*RECORDED INFORMATION*:
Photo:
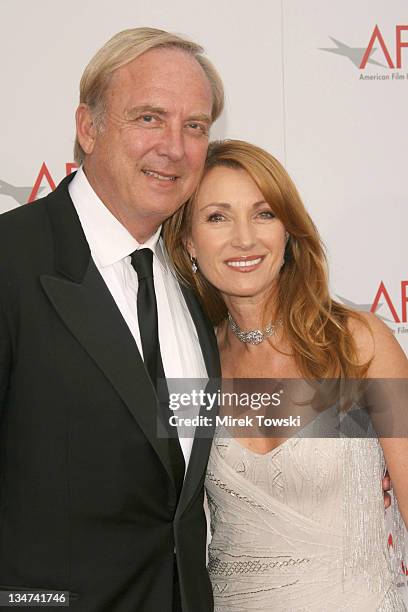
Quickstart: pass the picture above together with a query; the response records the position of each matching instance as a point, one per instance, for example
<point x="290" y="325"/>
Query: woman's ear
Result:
<point x="190" y="248"/>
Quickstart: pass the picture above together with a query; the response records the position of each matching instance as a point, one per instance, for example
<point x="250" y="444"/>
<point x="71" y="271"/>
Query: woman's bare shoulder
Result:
<point x="375" y="341"/>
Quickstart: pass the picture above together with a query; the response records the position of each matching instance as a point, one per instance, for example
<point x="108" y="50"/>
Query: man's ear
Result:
<point x="86" y="129"/>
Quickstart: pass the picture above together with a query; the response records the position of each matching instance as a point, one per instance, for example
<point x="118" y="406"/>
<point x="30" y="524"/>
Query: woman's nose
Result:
<point x="244" y="236"/>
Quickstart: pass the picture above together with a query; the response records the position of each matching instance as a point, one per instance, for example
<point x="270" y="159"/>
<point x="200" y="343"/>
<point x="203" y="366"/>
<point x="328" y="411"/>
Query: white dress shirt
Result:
<point x="111" y="246"/>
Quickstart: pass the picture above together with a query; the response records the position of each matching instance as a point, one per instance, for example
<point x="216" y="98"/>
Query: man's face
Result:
<point x="146" y="158"/>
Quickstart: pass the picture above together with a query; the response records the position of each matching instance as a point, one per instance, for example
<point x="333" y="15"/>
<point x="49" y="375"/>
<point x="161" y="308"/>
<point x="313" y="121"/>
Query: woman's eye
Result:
<point x="216" y="218"/>
<point x="266" y="214"/>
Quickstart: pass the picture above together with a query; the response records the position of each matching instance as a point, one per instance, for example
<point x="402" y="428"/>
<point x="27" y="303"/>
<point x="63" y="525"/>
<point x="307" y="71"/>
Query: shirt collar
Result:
<point x="109" y="241"/>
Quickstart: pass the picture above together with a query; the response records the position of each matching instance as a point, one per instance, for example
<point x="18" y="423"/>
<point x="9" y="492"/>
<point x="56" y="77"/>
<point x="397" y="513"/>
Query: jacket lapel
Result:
<point x="83" y="301"/>
<point x="203" y="435"/>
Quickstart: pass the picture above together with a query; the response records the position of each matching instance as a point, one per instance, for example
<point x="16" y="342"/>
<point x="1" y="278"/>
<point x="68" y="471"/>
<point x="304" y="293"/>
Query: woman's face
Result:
<point x="238" y="242"/>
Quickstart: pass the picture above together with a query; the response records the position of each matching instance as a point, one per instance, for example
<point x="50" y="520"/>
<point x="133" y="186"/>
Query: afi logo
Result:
<point x="45" y="173"/>
<point x="382" y="292"/>
<point x="376" y="36"/>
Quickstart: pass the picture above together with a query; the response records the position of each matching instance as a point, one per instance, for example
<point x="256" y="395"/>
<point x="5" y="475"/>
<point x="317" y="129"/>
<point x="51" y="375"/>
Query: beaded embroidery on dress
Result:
<point x="300" y="529"/>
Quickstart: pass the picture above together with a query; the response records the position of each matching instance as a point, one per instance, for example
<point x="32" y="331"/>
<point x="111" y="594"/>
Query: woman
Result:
<point x="297" y="523"/>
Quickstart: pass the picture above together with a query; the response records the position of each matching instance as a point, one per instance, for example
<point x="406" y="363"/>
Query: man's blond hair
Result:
<point x="122" y="49"/>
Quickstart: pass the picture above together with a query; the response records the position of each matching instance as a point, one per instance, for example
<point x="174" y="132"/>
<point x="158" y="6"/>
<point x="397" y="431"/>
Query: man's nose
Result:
<point x="244" y="235"/>
<point x="171" y="143"/>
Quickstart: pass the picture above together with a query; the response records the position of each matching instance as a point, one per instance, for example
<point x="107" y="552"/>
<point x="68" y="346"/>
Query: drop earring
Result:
<point x="194" y="266"/>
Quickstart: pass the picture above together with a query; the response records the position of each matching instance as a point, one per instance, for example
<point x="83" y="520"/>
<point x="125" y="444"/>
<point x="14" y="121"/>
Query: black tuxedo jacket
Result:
<point x="87" y="498"/>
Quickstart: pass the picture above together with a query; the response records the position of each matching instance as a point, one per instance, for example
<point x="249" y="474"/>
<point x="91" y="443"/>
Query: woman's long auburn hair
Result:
<point x="314" y="324"/>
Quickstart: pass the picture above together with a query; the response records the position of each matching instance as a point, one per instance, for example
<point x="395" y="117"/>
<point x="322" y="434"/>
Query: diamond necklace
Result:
<point x="254" y="336"/>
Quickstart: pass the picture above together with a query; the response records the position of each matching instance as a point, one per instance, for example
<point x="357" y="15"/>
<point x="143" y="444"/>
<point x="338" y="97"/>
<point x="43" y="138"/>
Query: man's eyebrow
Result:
<point x="200" y="117"/>
<point x="144" y="108"/>
<point x="149" y="108"/>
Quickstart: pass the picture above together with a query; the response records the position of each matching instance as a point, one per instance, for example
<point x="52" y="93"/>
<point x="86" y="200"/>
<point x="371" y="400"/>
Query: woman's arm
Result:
<point x="389" y="362"/>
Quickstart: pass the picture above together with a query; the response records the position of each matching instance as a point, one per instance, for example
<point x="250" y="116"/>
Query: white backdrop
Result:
<point x="294" y="86"/>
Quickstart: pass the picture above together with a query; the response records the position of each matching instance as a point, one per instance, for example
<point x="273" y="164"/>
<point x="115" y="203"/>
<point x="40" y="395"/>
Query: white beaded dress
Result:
<point x="300" y="529"/>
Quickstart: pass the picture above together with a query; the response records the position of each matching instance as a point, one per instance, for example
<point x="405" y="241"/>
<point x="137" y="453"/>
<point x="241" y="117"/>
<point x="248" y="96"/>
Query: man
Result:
<point x="92" y="501"/>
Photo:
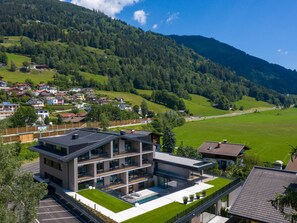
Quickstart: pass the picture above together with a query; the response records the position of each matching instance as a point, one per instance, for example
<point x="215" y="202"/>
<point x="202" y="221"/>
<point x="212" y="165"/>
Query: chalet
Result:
<point x="36" y="103"/>
<point x="253" y="202"/>
<point x="225" y="153"/>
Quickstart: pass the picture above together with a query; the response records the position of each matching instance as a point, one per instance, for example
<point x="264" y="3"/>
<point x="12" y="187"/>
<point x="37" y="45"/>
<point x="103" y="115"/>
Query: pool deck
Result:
<point x="145" y="207"/>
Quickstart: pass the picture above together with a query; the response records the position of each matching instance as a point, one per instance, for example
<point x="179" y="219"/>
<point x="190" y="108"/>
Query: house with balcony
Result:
<point x="105" y="160"/>
<point x="224" y="153"/>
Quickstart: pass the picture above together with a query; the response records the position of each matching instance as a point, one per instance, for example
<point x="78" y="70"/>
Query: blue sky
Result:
<point x="263" y="28"/>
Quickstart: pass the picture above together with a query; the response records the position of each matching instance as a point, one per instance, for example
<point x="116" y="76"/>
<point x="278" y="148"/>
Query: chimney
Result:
<point x="75" y="136"/>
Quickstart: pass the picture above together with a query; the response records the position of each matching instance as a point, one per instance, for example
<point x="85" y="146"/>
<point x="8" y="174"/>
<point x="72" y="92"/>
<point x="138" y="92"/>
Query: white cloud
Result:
<point x="172" y="17"/>
<point x="140" y="16"/>
<point x="282" y="52"/>
<point x="108" y="7"/>
<point x="155" y="26"/>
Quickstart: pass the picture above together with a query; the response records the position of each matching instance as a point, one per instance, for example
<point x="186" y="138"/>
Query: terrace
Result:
<point x="167" y="208"/>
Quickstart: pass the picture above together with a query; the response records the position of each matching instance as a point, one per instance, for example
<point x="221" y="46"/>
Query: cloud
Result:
<point x="172" y="17"/>
<point x="140" y="16"/>
<point x="108" y="7"/>
<point x="282" y="52"/>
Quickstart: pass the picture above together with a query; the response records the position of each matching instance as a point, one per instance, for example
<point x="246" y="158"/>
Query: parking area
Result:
<point x="52" y="210"/>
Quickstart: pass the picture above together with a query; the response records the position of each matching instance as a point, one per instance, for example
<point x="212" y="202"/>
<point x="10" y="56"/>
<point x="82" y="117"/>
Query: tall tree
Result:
<point x="19" y="194"/>
<point x="168" y="140"/>
<point x="144" y="108"/>
<point x="25" y="115"/>
<point x="287" y="203"/>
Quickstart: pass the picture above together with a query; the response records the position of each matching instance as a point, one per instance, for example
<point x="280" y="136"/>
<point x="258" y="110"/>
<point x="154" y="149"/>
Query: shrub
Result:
<point x="185" y="199"/>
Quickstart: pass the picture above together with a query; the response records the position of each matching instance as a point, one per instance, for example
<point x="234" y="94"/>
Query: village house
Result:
<point x="224" y="153"/>
<point x="36" y="103"/>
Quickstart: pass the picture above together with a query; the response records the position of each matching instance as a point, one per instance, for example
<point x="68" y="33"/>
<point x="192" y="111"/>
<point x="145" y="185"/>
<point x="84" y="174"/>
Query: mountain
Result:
<point x="72" y="39"/>
<point x="252" y="68"/>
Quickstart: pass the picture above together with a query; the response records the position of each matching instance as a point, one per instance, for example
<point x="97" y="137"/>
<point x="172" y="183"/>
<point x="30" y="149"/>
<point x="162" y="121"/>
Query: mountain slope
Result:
<point x="257" y="70"/>
<point x="73" y="39"/>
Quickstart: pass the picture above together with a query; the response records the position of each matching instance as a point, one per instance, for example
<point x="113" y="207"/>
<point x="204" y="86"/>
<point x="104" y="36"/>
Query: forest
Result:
<point x="72" y="39"/>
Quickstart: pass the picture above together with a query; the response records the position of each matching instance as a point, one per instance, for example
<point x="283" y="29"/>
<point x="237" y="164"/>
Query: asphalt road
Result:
<point x="52" y="210"/>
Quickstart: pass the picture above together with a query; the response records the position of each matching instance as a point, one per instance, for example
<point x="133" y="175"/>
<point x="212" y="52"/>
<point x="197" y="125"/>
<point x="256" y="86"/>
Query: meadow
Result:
<point x="269" y="134"/>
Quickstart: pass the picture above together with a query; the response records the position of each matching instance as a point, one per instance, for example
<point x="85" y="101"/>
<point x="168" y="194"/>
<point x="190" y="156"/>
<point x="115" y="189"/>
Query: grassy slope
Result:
<point x="269" y="133"/>
<point x="168" y="211"/>
<point x="105" y="200"/>
<point x="100" y="78"/>
<point x="248" y="103"/>
<point x="134" y="100"/>
<point x="17" y="76"/>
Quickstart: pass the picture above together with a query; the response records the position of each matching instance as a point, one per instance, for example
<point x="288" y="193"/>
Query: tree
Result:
<point x="168" y="140"/>
<point x="25" y="115"/>
<point x="19" y="194"/>
<point x="104" y="121"/>
<point x="287" y="203"/>
<point x="144" y="108"/>
<point x="12" y="66"/>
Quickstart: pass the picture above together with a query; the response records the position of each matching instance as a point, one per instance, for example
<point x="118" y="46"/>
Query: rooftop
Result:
<point x="182" y="161"/>
<point x="225" y="149"/>
<point x="261" y="186"/>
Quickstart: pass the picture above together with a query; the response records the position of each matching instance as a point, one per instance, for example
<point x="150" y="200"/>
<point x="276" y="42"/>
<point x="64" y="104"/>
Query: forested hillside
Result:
<point x="254" y="69"/>
<point x="73" y="39"/>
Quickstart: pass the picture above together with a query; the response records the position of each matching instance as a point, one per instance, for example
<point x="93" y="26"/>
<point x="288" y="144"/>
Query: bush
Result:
<point x="185" y="199"/>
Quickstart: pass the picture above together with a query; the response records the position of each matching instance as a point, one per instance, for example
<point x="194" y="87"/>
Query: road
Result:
<point x="200" y="118"/>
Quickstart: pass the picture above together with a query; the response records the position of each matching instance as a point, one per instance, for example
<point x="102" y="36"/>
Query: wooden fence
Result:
<point x="30" y="133"/>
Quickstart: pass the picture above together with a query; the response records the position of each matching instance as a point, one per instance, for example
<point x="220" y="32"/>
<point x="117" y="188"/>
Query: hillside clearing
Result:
<point x="269" y="133"/>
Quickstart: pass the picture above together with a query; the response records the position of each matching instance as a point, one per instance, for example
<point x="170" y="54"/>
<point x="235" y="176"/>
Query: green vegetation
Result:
<point x="134" y="99"/>
<point x="105" y="200"/>
<point x="99" y="78"/>
<point x="248" y="103"/>
<point x="269" y="133"/>
<point x="201" y="106"/>
<point x="168" y="211"/>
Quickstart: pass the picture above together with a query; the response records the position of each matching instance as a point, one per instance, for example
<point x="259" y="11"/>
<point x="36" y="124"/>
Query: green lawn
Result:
<point x="100" y="78"/>
<point x="200" y="106"/>
<point x="35" y="76"/>
<point x="105" y="200"/>
<point x="269" y="133"/>
<point x="168" y="211"/>
<point x="248" y="103"/>
<point x="135" y="100"/>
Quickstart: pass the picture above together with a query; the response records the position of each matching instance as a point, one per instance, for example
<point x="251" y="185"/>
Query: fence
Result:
<point x="207" y="201"/>
<point x="13" y="134"/>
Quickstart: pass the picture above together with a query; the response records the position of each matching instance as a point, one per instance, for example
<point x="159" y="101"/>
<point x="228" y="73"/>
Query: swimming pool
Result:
<point x="142" y="201"/>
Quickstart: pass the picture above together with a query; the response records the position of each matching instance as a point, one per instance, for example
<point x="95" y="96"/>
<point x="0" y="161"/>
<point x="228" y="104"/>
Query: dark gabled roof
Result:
<point x="223" y="149"/>
<point x="261" y="186"/>
<point x="292" y="165"/>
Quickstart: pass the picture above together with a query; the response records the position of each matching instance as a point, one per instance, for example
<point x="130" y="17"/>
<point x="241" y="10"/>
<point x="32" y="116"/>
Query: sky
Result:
<point x="263" y="28"/>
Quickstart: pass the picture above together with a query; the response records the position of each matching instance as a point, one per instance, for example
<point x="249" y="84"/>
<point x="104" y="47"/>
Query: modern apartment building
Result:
<point x="105" y="160"/>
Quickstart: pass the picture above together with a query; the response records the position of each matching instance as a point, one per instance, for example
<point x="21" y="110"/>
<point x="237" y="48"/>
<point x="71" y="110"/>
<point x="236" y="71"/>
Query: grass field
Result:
<point x="248" y="103"/>
<point x="168" y="211"/>
<point x="105" y="200"/>
<point x="134" y="100"/>
<point x="269" y="133"/>
<point x="100" y="78"/>
<point x="35" y="76"/>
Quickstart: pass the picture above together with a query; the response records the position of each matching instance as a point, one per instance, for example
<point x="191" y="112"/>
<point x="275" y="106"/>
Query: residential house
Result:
<point x="112" y="161"/>
<point x="262" y="185"/>
<point x="225" y="153"/>
<point x="36" y="103"/>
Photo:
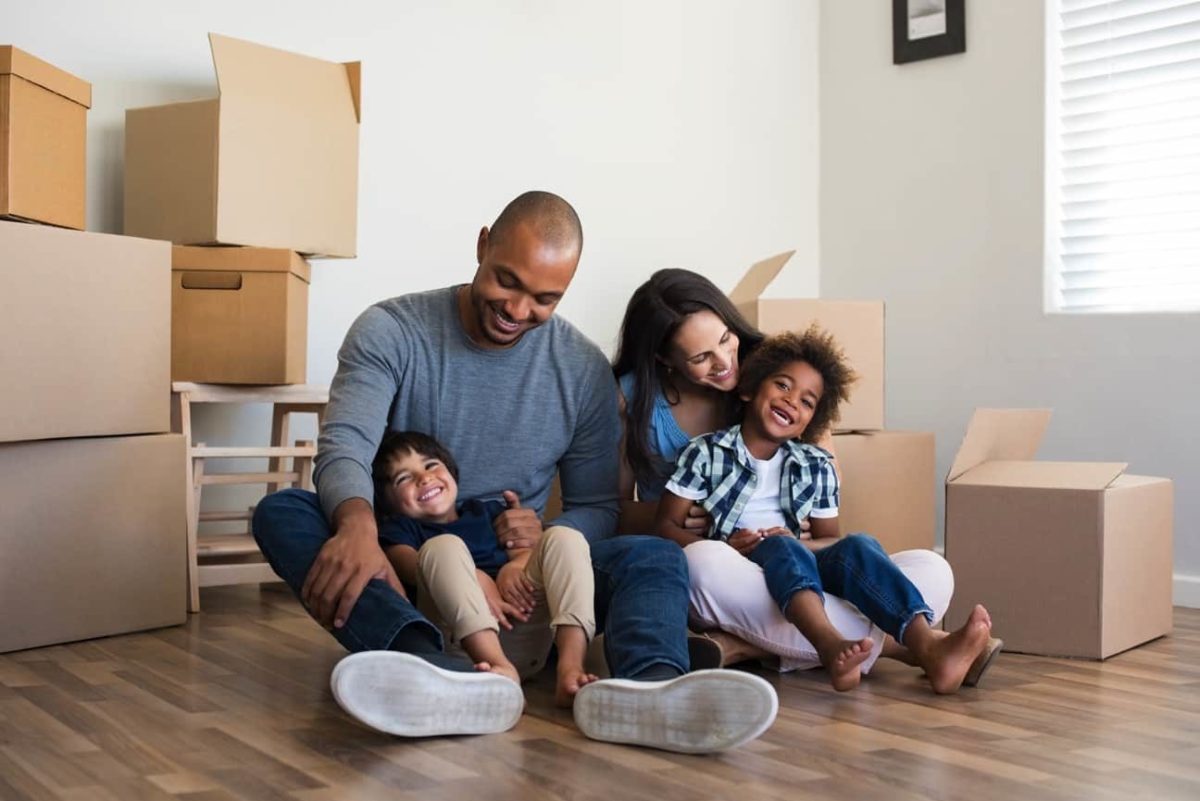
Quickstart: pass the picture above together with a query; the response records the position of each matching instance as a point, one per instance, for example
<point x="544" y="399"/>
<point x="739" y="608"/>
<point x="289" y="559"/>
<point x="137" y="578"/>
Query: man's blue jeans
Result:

*SET EXERCISE*: Please list every line in the records above that contains the word "house". Case counts.

*RESPONSE TO THE EXERCISE*:
Query: house with balcony
Query: village house
Query: residential house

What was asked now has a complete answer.